═════ Exercise materials

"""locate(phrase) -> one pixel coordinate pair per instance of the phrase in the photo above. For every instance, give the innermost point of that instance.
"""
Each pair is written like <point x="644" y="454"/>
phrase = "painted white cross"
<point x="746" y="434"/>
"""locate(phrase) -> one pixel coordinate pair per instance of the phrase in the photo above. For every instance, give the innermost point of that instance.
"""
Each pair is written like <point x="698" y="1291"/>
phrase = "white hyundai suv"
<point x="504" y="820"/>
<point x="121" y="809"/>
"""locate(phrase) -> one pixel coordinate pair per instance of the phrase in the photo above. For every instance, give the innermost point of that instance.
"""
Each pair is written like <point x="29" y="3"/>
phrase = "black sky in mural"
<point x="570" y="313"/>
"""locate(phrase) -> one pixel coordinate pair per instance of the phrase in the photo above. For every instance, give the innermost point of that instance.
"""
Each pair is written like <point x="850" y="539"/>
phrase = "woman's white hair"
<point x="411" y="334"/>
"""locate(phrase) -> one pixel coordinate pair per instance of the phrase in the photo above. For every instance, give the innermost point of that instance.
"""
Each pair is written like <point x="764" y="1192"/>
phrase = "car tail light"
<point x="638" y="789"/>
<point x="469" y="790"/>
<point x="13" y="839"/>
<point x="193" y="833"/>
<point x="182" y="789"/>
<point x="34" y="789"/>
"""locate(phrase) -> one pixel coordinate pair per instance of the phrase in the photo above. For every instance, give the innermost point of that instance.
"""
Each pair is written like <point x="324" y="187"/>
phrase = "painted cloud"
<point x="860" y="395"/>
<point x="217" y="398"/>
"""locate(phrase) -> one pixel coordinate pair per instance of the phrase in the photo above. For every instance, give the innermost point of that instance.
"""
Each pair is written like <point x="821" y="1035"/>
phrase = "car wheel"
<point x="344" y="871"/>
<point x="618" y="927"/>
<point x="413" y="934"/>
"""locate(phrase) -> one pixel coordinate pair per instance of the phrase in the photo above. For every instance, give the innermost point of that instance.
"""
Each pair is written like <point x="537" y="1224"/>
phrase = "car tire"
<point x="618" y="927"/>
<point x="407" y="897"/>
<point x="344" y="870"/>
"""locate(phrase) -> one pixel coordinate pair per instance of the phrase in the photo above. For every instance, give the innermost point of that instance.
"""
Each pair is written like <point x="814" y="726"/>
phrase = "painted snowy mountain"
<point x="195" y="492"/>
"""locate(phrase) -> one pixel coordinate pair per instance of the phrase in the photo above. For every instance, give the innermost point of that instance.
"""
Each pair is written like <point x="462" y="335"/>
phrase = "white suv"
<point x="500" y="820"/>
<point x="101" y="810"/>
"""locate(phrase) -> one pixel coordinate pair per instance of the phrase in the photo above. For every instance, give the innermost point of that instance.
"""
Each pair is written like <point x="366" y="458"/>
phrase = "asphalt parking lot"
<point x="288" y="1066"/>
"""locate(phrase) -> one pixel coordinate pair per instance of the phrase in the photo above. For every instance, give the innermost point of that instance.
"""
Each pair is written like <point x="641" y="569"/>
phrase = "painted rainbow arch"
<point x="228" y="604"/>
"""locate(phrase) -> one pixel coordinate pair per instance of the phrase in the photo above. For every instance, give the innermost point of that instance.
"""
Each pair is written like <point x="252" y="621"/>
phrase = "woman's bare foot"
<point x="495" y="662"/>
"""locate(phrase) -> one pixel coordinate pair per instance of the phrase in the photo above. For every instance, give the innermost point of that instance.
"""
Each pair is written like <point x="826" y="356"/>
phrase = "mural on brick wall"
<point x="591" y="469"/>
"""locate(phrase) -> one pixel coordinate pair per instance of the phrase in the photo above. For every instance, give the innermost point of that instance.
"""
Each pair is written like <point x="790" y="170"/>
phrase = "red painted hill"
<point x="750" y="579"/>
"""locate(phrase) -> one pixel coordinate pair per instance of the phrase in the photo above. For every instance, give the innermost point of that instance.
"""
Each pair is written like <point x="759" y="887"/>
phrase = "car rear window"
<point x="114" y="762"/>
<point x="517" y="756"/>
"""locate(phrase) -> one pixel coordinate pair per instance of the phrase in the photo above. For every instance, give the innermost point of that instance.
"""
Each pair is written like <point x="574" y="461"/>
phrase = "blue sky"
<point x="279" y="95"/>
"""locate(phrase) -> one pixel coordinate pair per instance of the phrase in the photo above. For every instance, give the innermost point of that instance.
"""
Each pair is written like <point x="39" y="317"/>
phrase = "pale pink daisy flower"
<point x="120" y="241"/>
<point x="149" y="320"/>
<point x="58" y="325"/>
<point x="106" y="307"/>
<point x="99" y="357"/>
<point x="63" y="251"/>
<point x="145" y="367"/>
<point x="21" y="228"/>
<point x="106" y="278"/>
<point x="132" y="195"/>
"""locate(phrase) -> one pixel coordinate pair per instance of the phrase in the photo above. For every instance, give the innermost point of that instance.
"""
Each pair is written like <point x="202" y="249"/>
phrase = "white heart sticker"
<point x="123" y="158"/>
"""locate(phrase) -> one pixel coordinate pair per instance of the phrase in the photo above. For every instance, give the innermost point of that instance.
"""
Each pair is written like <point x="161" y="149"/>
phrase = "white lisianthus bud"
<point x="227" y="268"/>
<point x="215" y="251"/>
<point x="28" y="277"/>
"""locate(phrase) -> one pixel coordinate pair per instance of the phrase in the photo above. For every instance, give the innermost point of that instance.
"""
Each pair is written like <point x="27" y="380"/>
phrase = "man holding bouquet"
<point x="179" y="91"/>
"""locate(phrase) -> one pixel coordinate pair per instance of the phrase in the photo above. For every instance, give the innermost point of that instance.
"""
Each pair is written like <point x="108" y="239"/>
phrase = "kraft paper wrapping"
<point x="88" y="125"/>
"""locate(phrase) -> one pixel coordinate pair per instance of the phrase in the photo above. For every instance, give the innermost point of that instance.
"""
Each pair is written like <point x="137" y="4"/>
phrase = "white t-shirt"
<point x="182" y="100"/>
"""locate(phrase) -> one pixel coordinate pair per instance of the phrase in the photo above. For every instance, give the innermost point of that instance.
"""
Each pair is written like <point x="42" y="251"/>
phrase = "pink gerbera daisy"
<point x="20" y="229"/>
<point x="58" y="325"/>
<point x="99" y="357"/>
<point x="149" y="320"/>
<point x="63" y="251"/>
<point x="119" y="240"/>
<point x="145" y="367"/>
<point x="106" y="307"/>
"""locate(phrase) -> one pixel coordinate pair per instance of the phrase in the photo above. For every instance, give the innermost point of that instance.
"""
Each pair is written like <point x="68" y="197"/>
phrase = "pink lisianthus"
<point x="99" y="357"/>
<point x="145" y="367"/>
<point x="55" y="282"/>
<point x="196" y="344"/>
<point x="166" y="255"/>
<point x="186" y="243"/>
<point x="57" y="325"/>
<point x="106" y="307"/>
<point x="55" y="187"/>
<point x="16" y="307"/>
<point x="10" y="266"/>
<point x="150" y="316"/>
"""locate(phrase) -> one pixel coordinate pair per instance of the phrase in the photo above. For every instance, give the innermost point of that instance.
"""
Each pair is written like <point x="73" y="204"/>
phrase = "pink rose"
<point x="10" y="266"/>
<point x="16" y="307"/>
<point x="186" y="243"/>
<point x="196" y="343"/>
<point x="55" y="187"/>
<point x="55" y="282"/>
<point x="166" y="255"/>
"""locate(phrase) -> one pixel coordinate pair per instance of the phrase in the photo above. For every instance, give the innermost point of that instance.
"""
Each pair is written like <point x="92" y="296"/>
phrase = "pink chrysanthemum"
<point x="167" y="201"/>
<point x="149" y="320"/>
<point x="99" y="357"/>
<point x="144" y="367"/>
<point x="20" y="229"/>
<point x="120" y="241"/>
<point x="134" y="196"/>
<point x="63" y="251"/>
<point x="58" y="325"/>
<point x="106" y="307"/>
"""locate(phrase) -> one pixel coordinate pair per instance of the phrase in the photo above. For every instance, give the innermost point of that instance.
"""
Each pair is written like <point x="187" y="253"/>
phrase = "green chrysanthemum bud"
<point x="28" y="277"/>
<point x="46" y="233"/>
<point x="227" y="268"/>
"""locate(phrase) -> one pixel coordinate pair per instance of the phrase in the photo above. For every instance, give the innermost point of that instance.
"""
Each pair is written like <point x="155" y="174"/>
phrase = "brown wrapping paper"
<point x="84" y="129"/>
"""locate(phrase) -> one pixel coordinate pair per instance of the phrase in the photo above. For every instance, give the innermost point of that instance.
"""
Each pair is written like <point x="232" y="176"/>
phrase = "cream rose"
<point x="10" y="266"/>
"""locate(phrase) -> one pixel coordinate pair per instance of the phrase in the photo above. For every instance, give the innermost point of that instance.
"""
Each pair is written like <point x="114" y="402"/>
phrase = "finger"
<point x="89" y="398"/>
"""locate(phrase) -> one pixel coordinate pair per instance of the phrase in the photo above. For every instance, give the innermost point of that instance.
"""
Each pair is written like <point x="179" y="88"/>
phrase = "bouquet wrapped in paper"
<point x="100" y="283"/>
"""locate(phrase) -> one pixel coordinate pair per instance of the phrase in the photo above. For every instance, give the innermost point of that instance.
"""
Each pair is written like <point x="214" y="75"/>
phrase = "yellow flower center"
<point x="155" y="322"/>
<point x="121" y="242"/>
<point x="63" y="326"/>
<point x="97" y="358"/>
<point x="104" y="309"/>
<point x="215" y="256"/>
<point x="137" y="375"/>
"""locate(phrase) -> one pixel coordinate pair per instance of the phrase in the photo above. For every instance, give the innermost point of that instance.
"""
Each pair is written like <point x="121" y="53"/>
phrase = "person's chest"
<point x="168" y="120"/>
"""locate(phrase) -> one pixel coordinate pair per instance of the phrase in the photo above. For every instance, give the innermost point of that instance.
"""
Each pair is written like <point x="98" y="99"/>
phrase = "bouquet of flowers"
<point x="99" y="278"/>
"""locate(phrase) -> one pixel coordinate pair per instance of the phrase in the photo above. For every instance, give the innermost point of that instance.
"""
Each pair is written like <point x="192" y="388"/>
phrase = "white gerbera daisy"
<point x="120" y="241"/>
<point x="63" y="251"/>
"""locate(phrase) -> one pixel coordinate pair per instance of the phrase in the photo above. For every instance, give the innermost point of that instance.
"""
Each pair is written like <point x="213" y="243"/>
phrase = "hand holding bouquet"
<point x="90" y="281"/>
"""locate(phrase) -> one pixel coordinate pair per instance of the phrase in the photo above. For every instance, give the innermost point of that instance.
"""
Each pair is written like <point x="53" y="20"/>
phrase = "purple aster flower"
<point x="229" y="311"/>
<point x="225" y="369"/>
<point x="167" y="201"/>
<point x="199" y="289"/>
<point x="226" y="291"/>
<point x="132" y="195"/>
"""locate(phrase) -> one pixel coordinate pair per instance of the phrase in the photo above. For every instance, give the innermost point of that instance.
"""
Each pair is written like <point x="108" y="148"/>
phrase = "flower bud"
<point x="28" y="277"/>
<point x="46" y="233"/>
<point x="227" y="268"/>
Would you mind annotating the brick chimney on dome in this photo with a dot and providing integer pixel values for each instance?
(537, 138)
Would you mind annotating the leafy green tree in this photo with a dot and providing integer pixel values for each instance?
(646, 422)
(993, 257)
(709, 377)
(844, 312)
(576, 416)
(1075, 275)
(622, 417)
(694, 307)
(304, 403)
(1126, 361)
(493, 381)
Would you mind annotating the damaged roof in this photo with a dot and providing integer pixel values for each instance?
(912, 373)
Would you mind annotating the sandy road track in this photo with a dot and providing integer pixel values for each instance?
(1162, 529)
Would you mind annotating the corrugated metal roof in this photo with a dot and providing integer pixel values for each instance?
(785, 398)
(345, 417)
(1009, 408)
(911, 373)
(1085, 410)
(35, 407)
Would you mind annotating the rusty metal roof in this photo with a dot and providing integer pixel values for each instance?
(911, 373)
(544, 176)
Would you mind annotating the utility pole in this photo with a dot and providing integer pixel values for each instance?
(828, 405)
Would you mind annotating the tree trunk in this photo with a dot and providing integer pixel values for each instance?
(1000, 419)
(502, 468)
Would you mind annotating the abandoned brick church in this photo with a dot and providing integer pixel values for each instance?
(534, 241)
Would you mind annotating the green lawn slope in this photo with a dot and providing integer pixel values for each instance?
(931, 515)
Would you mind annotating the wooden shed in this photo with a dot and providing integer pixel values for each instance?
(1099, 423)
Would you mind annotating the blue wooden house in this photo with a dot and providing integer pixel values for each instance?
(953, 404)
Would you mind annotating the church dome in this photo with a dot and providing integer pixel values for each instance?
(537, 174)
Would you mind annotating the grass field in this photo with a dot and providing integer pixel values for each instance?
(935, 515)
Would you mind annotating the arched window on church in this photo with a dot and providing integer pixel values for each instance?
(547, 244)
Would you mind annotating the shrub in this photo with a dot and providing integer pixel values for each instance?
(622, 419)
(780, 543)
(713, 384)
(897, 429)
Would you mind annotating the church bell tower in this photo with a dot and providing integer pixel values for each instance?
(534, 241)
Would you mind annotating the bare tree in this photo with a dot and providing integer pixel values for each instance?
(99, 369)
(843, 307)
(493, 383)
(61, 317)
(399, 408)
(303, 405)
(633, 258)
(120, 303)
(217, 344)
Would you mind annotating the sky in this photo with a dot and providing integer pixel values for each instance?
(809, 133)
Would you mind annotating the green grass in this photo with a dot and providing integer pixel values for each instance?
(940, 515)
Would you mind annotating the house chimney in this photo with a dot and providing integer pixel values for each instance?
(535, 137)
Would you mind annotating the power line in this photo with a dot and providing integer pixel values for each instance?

══════════

- Work order -
Find the line that contains "Would you mind annotating the green grass" in the data above. Reproduce it and every later line exactly, through the last one.

- Result of this exercise -
Would you mind annotating the green grass in this photo with a dot and providing integer pixel values for each instance?
(940, 515)
Would you mind annotating the house chimney in this photo with a dot and providing integer pixel values for each instance?
(535, 137)
Would you mind annotating the power line in this photo with a dot and providing integer pixel values for each instance?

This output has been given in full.